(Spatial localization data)
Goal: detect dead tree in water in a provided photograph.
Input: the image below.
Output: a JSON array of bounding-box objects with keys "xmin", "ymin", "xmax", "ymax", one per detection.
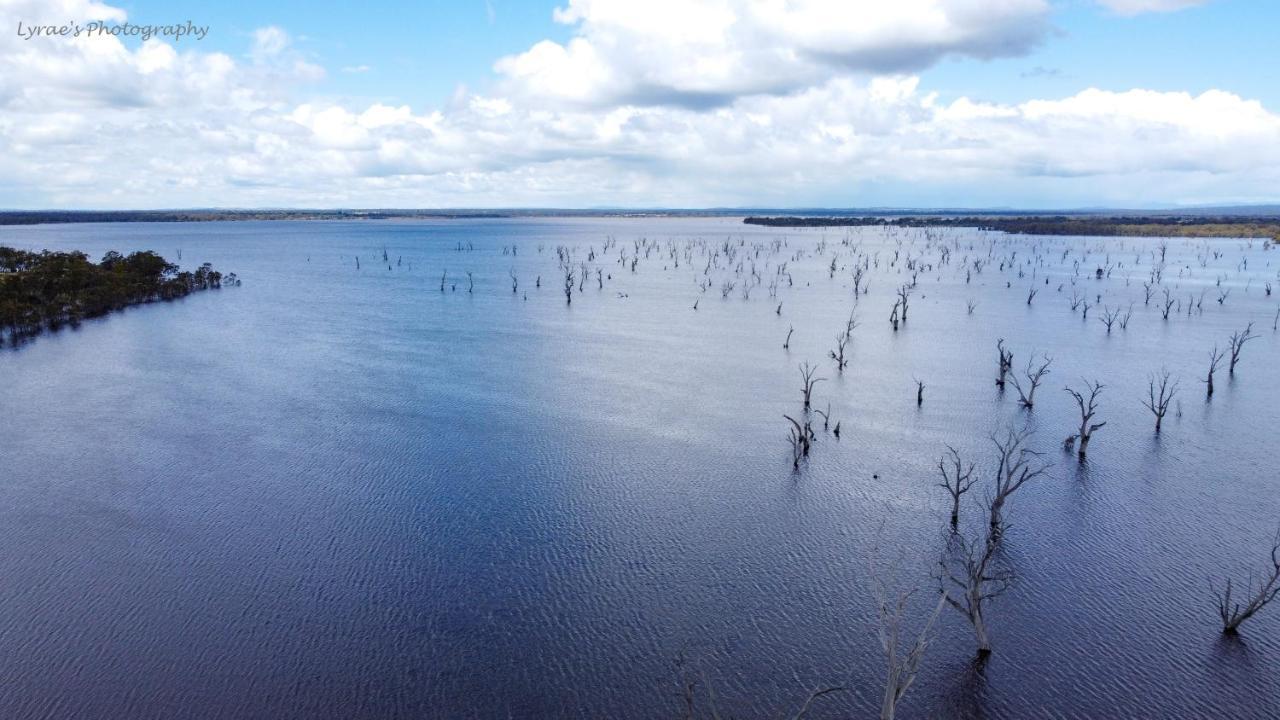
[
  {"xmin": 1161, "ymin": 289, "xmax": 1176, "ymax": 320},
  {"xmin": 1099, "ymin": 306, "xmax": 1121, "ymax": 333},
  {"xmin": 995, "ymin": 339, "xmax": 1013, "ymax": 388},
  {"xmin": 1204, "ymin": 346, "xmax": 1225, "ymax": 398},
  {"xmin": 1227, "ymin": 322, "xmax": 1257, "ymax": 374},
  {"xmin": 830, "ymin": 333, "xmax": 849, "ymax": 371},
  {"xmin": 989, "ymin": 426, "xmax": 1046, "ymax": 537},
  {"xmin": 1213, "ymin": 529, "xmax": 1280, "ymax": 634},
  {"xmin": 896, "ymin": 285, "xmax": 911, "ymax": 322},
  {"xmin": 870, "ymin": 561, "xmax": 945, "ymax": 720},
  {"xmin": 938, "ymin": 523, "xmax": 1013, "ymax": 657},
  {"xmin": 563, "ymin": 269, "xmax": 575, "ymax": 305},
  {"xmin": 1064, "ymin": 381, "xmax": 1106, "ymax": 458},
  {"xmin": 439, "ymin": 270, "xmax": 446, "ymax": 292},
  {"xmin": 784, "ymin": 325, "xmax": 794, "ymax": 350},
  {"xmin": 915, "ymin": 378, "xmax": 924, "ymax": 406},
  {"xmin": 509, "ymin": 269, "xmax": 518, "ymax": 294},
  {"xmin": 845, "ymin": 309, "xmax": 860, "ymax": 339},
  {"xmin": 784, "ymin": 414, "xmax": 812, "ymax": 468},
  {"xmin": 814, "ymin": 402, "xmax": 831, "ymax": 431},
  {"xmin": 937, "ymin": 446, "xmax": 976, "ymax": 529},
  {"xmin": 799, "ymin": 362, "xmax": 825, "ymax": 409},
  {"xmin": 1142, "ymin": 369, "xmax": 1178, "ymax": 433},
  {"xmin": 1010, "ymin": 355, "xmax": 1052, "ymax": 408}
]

---

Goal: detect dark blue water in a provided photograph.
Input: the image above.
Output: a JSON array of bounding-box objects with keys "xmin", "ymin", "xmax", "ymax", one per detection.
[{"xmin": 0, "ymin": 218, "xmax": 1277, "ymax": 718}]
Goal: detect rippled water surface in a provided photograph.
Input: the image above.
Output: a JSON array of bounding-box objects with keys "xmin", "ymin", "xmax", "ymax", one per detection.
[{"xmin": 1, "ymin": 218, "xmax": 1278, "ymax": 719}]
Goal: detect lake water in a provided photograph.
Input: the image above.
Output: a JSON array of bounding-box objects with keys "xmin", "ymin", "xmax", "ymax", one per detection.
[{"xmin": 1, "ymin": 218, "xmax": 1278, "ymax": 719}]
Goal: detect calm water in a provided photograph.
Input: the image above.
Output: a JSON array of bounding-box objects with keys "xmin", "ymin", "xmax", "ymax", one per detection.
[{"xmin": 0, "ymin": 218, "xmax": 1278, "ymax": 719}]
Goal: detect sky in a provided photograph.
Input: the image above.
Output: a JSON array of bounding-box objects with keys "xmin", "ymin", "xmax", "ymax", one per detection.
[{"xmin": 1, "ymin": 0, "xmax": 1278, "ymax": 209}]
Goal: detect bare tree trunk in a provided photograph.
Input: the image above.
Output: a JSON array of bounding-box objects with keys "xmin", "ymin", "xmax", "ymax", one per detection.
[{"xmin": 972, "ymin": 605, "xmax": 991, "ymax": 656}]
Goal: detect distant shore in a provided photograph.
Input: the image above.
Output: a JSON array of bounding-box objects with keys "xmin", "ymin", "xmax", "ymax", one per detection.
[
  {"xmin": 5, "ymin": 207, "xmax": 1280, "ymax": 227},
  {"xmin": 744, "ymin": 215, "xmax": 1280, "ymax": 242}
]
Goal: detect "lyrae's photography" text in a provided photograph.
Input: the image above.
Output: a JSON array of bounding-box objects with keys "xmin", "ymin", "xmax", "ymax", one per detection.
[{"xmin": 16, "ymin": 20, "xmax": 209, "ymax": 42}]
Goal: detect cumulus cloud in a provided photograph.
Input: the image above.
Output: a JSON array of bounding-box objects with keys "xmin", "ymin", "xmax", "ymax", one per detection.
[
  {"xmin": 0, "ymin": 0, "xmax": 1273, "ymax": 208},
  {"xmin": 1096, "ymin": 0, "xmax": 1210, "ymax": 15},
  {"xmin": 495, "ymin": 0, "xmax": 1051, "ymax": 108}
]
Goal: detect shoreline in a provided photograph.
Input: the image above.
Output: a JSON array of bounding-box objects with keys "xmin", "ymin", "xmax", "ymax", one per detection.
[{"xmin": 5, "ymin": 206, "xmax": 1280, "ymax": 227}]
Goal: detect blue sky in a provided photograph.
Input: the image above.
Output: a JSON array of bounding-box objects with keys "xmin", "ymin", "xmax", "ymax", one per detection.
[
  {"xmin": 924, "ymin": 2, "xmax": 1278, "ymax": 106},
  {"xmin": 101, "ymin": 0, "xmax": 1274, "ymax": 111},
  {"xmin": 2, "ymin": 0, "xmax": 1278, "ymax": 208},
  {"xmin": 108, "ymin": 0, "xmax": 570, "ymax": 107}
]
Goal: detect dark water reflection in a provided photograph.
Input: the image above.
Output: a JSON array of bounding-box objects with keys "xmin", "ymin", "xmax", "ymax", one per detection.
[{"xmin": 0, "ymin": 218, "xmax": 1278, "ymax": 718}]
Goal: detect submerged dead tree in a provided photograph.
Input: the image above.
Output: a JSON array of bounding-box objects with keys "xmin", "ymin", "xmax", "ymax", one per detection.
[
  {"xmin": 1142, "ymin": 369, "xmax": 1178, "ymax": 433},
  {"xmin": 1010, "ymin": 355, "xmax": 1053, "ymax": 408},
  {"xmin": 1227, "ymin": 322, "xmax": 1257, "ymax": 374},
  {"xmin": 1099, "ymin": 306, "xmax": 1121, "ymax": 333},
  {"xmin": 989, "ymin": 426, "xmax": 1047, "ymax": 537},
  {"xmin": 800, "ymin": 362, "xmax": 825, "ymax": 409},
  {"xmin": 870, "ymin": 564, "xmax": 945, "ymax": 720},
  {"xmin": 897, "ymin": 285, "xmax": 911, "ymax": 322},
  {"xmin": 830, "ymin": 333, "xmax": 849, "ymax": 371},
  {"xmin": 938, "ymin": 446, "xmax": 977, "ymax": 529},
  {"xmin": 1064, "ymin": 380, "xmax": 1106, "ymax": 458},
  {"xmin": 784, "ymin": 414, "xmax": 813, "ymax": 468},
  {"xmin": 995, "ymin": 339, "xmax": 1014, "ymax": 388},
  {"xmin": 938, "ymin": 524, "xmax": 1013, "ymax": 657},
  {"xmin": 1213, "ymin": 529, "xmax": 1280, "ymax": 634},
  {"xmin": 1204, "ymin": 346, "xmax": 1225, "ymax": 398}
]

| Exercise description |
A single number is expected: the count of lines in the entries that carry the string "tree".

| Written response |
3